Your instructions
Reproduce exactly, from the data that follows, the line with "negative clicks: (179, 221)", the line with "box: [440, 89, 500, 137]", and every line that lies between them.
=== Begin Enclosure ===
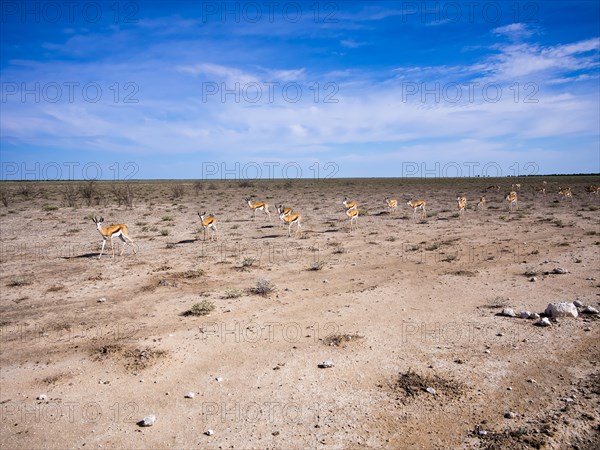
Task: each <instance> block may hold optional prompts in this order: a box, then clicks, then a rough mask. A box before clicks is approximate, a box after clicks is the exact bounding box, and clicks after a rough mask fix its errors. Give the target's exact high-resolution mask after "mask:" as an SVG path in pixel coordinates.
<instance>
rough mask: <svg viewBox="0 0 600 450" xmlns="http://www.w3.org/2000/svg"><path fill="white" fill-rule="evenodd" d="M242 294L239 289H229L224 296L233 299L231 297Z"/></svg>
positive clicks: (240, 296) (238, 295) (235, 296)
mask: <svg viewBox="0 0 600 450" xmlns="http://www.w3.org/2000/svg"><path fill="white" fill-rule="evenodd" d="M241 296H242V293H241V292H240V291H239V290H238V289H227V290H226V291H225V294H223V298H226V299H231V298H239V297H241Z"/></svg>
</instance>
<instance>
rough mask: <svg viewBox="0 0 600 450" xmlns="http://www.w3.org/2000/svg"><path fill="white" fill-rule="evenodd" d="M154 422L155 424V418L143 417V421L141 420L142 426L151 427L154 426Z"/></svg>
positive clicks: (148, 416) (149, 417)
mask: <svg viewBox="0 0 600 450" xmlns="http://www.w3.org/2000/svg"><path fill="white" fill-rule="evenodd" d="M154 422H156V416H152V415H150V416H146V417H144V420H142V426H143V427H151V426H152V425H154Z"/></svg>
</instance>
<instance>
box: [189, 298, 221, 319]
mask: <svg viewBox="0 0 600 450" xmlns="http://www.w3.org/2000/svg"><path fill="white" fill-rule="evenodd" d="M214 309H215V305H214V303H213V302H211V301H210V300H207V299H204V300H202V301H201V302H200V303H195V304H194V305H193V306H192V307H191V308H190V309H189V310H187V311H186V312H184V313H183V315H184V316H206V315H208V314H210V312H211V311H213V310H214Z"/></svg>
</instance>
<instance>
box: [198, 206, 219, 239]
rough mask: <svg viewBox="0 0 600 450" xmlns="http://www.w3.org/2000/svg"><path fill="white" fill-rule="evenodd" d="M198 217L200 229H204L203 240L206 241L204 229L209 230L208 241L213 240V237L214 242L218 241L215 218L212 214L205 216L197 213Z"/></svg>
mask: <svg viewBox="0 0 600 450" xmlns="http://www.w3.org/2000/svg"><path fill="white" fill-rule="evenodd" d="M198 217H200V223H201V224H202V228H203V229H204V240H206V229H207V228H208V229H209V230H210V232H211V233H210V240H211V241H212V240H213V236H214V237H215V240H216V241H218V240H219V234H218V232H217V218H216V217H215V216H213V215H212V214H209V215H207V214H206V212H203V213H198Z"/></svg>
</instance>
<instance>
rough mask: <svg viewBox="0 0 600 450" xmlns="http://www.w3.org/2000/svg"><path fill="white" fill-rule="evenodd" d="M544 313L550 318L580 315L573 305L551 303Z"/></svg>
mask: <svg viewBox="0 0 600 450" xmlns="http://www.w3.org/2000/svg"><path fill="white" fill-rule="evenodd" d="M544 313H545V314H546V315H547V316H550V317H577V316H578V315H579V313H578V312H577V308H576V307H575V305H574V304H573V303H567V302H561V303H550V304H549V305H548V306H547V307H546V311H544Z"/></svg>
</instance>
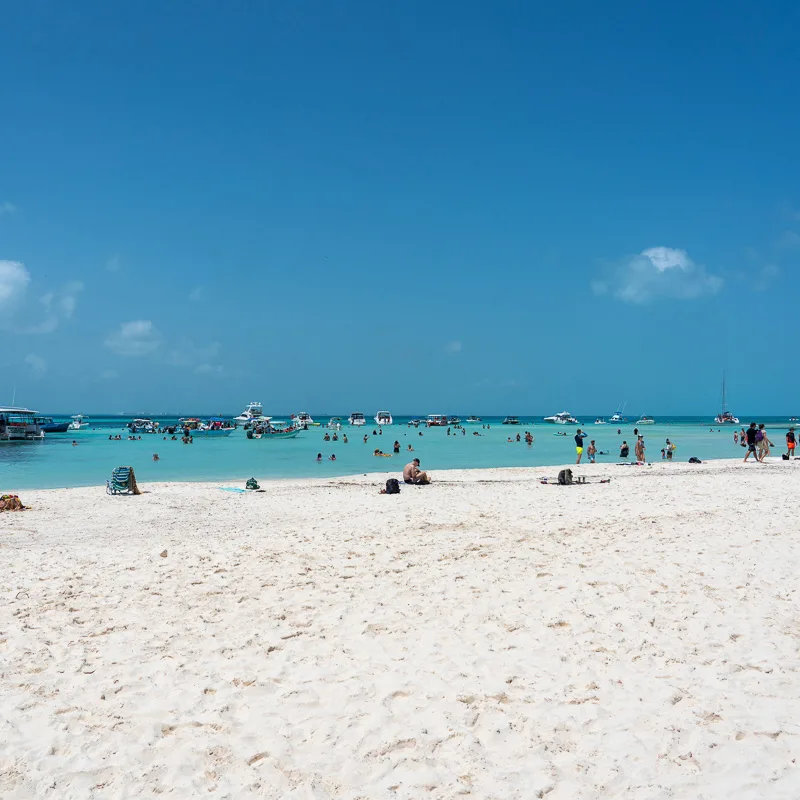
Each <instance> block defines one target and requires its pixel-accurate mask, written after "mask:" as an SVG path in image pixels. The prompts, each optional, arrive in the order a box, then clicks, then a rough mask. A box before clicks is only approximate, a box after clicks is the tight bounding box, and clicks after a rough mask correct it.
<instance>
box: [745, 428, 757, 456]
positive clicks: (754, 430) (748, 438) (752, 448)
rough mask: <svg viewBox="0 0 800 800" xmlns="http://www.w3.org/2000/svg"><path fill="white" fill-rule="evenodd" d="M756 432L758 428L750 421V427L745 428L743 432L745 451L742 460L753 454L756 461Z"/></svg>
mask: <svg viewBox="0 0 800 800" xmlns="http://www.w3.org/2000/svg"><path fill="white" fill-rule="evenodd" d="M757 433H758V428H757V427H756V424H755V422H751V423H750V427H749V428H748V429H747V431H746V433H745V440H746V447H747V452H746V453H745V454H744V460H745V462H746V461H747V459H748V458H750V454H751V453H752V454H753V457H754V458H755V460H756V461H758V454H757V453H756V434H757Z"/></svg>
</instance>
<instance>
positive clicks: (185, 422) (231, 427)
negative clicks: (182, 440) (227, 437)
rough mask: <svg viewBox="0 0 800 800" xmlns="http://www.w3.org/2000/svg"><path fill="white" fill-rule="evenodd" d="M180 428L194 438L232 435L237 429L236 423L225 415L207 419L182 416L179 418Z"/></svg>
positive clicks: (179, 427)
mask: <svg viewBox="0 0 800 800" xmlns="http://www.w3.org/2000/svg"><path fill="white" fill-rule="evenodd" d="M178 429H179V430H182V431H183V433H184V435H188V436H191V437H192V438H194V437H195V436H199V437H200V438H204V437H206V438H209V437H218V436H230V435H231V434H232V433H233V432H234V431H235V430H236V425H234V424H233V423H232V422H231V420H229V419H225V418H224V417H209V419H207V420H202V419H200V418H199V417H182V418H181V419H179V420H178Z"/></svg>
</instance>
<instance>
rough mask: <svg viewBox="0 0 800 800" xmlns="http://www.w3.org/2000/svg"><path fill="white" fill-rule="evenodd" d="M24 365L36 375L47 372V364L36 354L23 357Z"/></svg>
mask: <svg viewBox="0 0 800 800" xmlns="http://www.w3.org/2000/svg"><path fill="white" fill-rule="evenodd" d="M25 363H26V364H27V365H28V366H29V367H30V368H31V369H32V370H33V371H34V373H35V374H36V375H44V373H45V372H47V362H46V361H45V360H44V359H43V358H42V357H41V356H37V355H36V353H28V355H27V356H25Z"/></svg>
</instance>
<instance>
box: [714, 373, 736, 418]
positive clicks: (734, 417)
mask: <svg viewBox="0 0 800 800" xmlns="http://www.w3.org/2000/svg"><path fill="white" fill-rule="evenodd" d="M714 423H715V424H717V425H726V424H730V425H738V424H739V418H738V417H734V416H733V414H731V412H730V411H728V403H727V395H726V391H725V373H724V372H723V373H722V411H720V413H719V414H717V416H716V417H715V418H714Z"/></svg>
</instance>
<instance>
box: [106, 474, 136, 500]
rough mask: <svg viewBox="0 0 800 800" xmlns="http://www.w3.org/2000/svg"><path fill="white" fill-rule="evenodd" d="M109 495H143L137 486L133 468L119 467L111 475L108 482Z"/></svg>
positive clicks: (108, 493)
mask: <svg viewBox="0 0 800 800" xmlns="http://www.w3.org/2000/svg"><path fill="white" fill-rule="evenodd" d="M106 492H107V493H108V494H141V492H140V491H139V487H138V486H137V485H136V476H135V475H134V474H133V467H117V468H116V469H115V470H114V471H113V472H112V473H111V479H110V480H107V481H106Z"/></svg>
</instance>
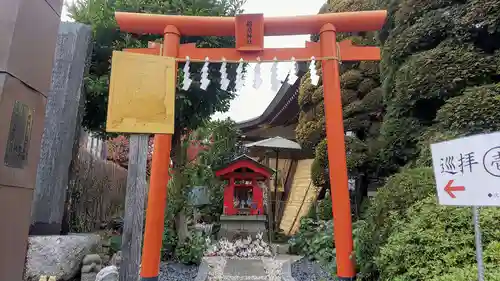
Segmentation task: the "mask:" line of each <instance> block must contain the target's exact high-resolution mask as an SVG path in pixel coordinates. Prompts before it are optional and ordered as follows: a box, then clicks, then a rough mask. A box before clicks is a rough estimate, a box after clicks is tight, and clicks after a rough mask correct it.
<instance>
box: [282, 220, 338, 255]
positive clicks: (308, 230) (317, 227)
mask: <svg viewBox="0 0 500 281" xmlns="http://www.w3.org/2000/svg"><path fill="white" fill-rule="evenodd" d="M288 243H289V244H290V248H291V252H292V253H294V254H300V255H305V256H307V257H308V258H310V259H312V260H317V261H319V262H320V263H323V264H327V263H330V262H332V261H333V260H334V258H335V249H334V245H333V221H331V220H330V221H322V220H319V221H316V220H314V219H311V218H302V219H301V220H300V228H299V231H298V232H297V233H296V234H295V235H294V236H293V237H292V238H291V239H290V240H289V242H288Z"/></svg>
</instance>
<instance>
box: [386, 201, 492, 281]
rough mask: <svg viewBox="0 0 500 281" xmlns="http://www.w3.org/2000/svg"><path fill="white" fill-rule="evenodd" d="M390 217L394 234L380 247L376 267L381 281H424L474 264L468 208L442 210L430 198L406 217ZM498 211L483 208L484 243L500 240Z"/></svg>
mask: <svg viewBox="0 0 500 281" xmlns="http://www.w3.org/2000/svg"><path fill="white" fill-rule="evenodd" d="M391 218H392V219H393V221H395V227H394V231H393V232H392V233H391V234H390V236H389V238H388V240H387V243H386V244H385V245H383V246H382V247H381V250H380V255H379V256H378V257H376V264H377V266H378V268H379V269H380V280H408V281H409V280H412V281H423V280H429V279H431V278H434V277H437V276H440V275H442V274H446V273H448V272H449V270H450V268H464V267H466V266H468V265H471V264H474V262H475V250H474V228H473V226H472V212H471V209H470V208H463V207H459V208H457V207H445V206H440V205H438V204H437V202H436V198H435V196H434V195H433V196H430V197H428V198H426V199H424V200H422V201H420V202H418V203H415V204H413V206H411V207H410V208H409V209H408V211H407V212H406V214H405V216H403V217H401V216H396V217H394V215H393V214H391ZM499 219H500V210H498V209H496V208H483V209H482V210H481V225H482V232H483V233H482V236H483V237H482V238H483V243H484V244H485V245H488V244H489V243H491V242H494V241H498V240H500V230H499V229H498V227H497V222H498V220H499ZM496 259H498V257H496Z"/></svg>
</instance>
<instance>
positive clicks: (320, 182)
mask: <svg viewBox="0 0 500 281" xmlns="http://www.w3.org/2000/svg"><path fill="white" fill-rule="evenodd" d="M327 168H328V152H327V147H326V139H323V140H322V141H321V142H320V143H319V144H318V145H317V146H316V150H315V157H314V161H313V163H312V165H311V179H312V182H313V184H314V185H315V186H317V187H323V186H326V185H327V182H329V179H328V172H327Z"/></svg>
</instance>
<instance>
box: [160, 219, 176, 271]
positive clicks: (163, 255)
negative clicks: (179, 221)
mask: <svg viewBox="0 0 500 281" xmlns="http://www.w3.org/2000/svg"><path fill="white" fill-rule="evenodd" d="M176 245H177V234H176V233H175V229H173V228H172V227H170V226H169V225H168V223H167V222H165V230H164V231H163V239H162V248H161V258H162V260H163V261H166V260H169V259H171V258H173V257H174V253H175V247H176Z"/></svg>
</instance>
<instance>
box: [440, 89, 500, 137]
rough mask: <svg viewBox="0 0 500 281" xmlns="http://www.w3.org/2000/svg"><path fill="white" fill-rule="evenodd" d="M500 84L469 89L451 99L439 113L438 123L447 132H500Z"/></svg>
mask: <svg viewBox="0 0 500 281" xmlns="http://www.w3.org/2000/svg"><path fill="white" fill-rule="evenodd" d="M498 108H500V83H499V84H490V85H483V86H478V87H473V88H467V89H466V90H465V91H464V94H463V95H461V96H458V97H455V98H452V99H449V100H448V101H447V102H446V103H445V104H444V105H443V106H442V107H441V108H440V109H439V111H438V113H437V116H436V121H437V122H438V123H439V126H440V127H441V128H443V129H446V130H451V131H456V132H461V133H467V134H475V133H488V132H495V131H499V130H500V111H498Z"/></svg>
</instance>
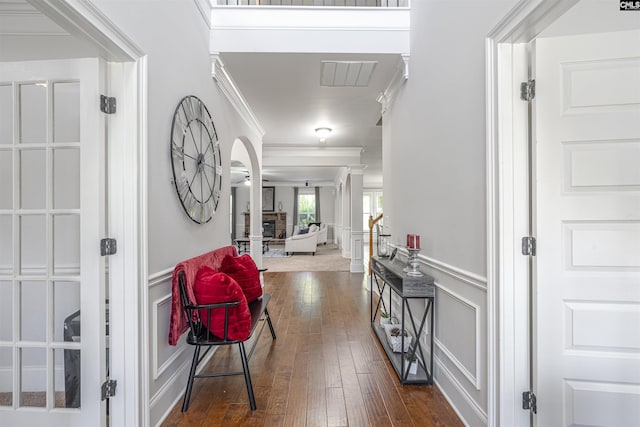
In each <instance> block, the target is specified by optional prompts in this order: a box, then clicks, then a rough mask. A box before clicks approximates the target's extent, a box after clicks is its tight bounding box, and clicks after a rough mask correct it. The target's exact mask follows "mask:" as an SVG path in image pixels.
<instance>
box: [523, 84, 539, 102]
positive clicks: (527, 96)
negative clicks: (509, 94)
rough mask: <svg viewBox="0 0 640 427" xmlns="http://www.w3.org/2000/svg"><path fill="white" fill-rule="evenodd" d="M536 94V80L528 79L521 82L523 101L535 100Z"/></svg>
mask: <svg viewBox="0 0 640 427" xmlns="http://www.w3.org/2000/svg"><path fill="white" fill-rule="evenodd" d="M535 96H536V81H535V80H528V81H526V82H522V83H520V99H522V100H523V101H527V102H529V101H533V98H535Z"/></svg>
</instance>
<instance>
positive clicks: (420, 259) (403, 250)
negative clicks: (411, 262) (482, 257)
mask: <svg viewBox="0 0 640 427" xmlns="http://www.w3.org/2000/svg"><path fill="white" fill-rule="evenodd" d="M394 247H397V248H398V249H399V250H400V252H401V253H402V254H403V256H405V257H406V256H407V255H408V251H407V250H406V249H405V248H404V247H401V246H394ZM418 261H420V263H421V264H423V265H425V266H427V267H430V268H433V269H434V270H437V271H440V272H442V273H444V274H446V275H448V276H451V277H453V278H454V279H457V280H460V281H461V282H463V283H466V284H468V285H471V286H474V287H476V288H478V289H481V290H483V291H487V279H486V278H485V277H482V276H480V275H478V274H476V273H473V272H471V271H468V270H464V269H462V268H459V267H455V266H453V265H450V264H447V263H445V262H442V261H439V260H437V259H434V258H430V257H427V256H425V255H421V254H419V255H418Z"/></svg>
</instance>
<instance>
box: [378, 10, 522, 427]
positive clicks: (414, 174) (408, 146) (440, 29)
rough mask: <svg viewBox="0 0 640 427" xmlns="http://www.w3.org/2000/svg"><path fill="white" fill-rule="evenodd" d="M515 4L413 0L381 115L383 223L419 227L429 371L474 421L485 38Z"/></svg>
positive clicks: (477, 321)
mask: <svg viewBox="0 0 640 427" xmlns="http://www.w3.org/2000/svg"><path fill="white" fill-rule="evenodd" d="M514 4H515V0H509V1H486V0H483V1H474V2H470V1H467V2H453V1H449V2H447V1H435V0H434V1H415V2H412V10H411V26H412V27H411V60H410V63H409V75H410V77H409V80H408V81H407V82H406V83H405V84H404V85H403V87H401V88H400V90H399V91H398V93H397V96H396V98H395V100H394V102H393V103H392V105H391V107H390V109H389V110H387V112H386V113H385V116H384V120H383V123H384V128H385V129H384V131H383V158H384V197H385V200H384V206H385V211H384V214H385V226H387V227H389V232H390V233H391V234H392V240H393V242H394V243H398V244H404V243H406V241H405V237H406V234H407V233H417V234H419V235H420V236H421V246H422V253H421V255H422V256H423V258H422V261H423V266H422V269H423V270H424V271H426V272H428V273H429V274H431V275H433V276H434V278H435V279H436V285H437V292H436V322H435V325H436V330H435V340H436V345H435V356H436V357H435V376H436V381H437V383H438V385H439V386H440V388H441V389H442V390H443V392H444V393H445V394H446V395H447V396H448V398H449V400H450V401H451V403H452V404H453V406H454V407H455V408H456V410H457V412H458V413H459V415H460V416H461V417H462V418H463V419H464V420H465V422H466V423H467V424H468V425H471V426H480V425H486V423H487V411H488V409H487V407H488V393H487V311H486V307H487V301H486V300H487V298H486V288H487V283H486V257H487V253H486V227H485V222H486V215H485V212H486V206H485V205H486V203H485V199H486V191H485V82H484V81H485V76H484V70H485V50H484V38H485V36H486V35H487V34H488V32H489V31H490V30H491V29H492V28H493V26H494V25H495V24H496V23H497V22H498V21H499V20H500V19H501V17H502V16H504V15H505V14H506V13H507V12H508V11H509V9H510V8H511V7H512V6H513V5H514ZM423 338H424V337H423Z"/></svg>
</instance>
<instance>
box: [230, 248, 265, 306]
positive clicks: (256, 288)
mask: <svg viewBox="0 0 640 427" xmlns="http://www.w3.org/2000/svg"><path fill="white" fill-rule="evenodd" d="M220 271H221V272H223V273H225V274H228V275H229V276H231V277H232V278H233V279H234V280H235V281H236V282H238V284H239V285H240V287H241V288H242V291H243V292H244V294H245V296H246V297H247V302H253V301H255V300H257V299H258V298H260V297H261V296H262V283H260V271H258V267H257V266H256V263H255V262H254V261H253V258H251V256H250V255H248V254H244V255H241V256H238V257H233V256H231V255H226V256H225V257H224V258H223V260H222V263H221V265H220Z"/></svg>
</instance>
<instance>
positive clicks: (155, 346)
mask: <svg viewBox="0 0 640 427" xmlns="http://www.w3.org/2000/svg"><path fill="white" fill-rule="evenodd" d="M167 301H168V304H169V306H171V293H168V294H167V295H165V296H164V297H162V298H159V299H157V300H155V301H154V302H153V311H152V313H151V315H152V316H153V325H152V331H151V348H152V349H153V361H152V362H153V380H154V381H155V380H157V379H158V378H160V375H162V374H163V373H164V372H165V371H166V370H167V369H168V368H169V366H171V365H172V364H173V362H175V361H176V360H177V359H178V358H179V357H180V356H182V353H184V352H185V349H186V347H187V346H186V344H184V345H182V346H181V347H180V348H179V349H177V350H176V351H174V352H173V354H172V355H171V356H170V357H169V358H168V359H167V360H165V361H164V362H163V363H162V365H160V366H158V365H159V362H160V361H159V360H158V348H159V344H160V342H159V341H158V325H159V324H160V319H159V318H158V307H160V306H161V305H163V304H167ZM164 320H165V319H163V321H164Z"/></svg>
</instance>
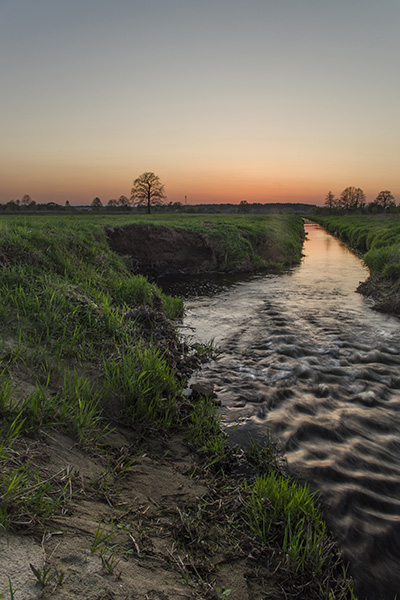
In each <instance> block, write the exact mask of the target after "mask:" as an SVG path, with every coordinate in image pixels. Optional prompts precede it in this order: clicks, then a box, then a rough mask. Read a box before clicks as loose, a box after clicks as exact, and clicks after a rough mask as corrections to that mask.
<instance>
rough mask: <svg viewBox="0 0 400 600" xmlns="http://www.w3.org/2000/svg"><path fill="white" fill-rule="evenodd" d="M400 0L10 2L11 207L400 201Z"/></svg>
mask: <svg viewBox="0 0 400 600" xmlns="http://www.w3.org/2000/svg"><path fill="white" fill-rule="evenodd" d="M399 26H400V2H399V0H380V1H379V2H377V1H376V0H240V1H239V0H113V1H112V2H111V1H110V0H68V1H66V0H0V65H1V67H0V74H1V94H0V110H1V129H0V202H7V201H8V200H10V199H12V198H14V199H16V198H21V197H22V195H23V194H30V196H31V197H32V199H34V200H36V201H37V202H48V201H51V200H52V201H55V202H59V203H64V202H65V201H66V200H69V201H70V203H71V204H76V203H78V204H80V203H85V204H88V203H90V202H91V201H92V199H93V198H94V197H95V196H99V197H100V198H101V200H102V202H103V203H104V204H105V203H106V202H107V201H108V200H109V199H110V198H118V197H119V196H120V195H121V194H125V195H127V196H129V195H130V189H131V187H132V182H133V179H135V178H136V177H137V176H138V175H140V174H141V173H143V172H144V171H154V172H155V173H156V174H157V175H159V177H160V178H161V180H162V182H163V183H164V184H165V190H166V193H167V196H168V200H169V201H182V202H183V201H184V198H185V196H187V197H188V203H199V202H234V203H236V202H240V200H243V199H246V200H247V201H248V202H310V203H323V202H324V198H325V195H326V193H327V192H328V190H332V191H333V192H334V193H335V194H336V195H339V194H340V192H341V191H342V190H343V189H344V188H345V187H347V186H350V185H351V186H356V187H361V188H362V189H363V190H364V191H365V192H366V194H367V200H368V201H370V200H373V199H374V198H375V197H376V195H377V193H378V192H379V191H380V190H382V189H389V190H391V191H392V193H393V194H394V195H395V197H396V200H397V202H398V203H400V164H399V162H400V161H399V158H400V117H399V106H400V77H399V73H400V68H399V67H400V64H399V63H400V38H399V30H400V28H399Z"/></svg>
=== End Enclosure ===
Solved problem
negative clicks: (179, 221)
mask: <svg viewBox="0 0 500 281" xmlns="http://www.w3.org/2000/svg"><path fill="white" fill-rule="evenodd" d="M176 245H177V234H176V233H175V229H173V228H172V227H170V226H169V225H168V223H167V222H165V230H164V231H163V239H162V248H161V258H162V260H163V261H166V260H169V259H171V258H173V257H174V253H175V247H176Z"/></svg>
</instance>
<instance>
box: [440, 89, 500, 137]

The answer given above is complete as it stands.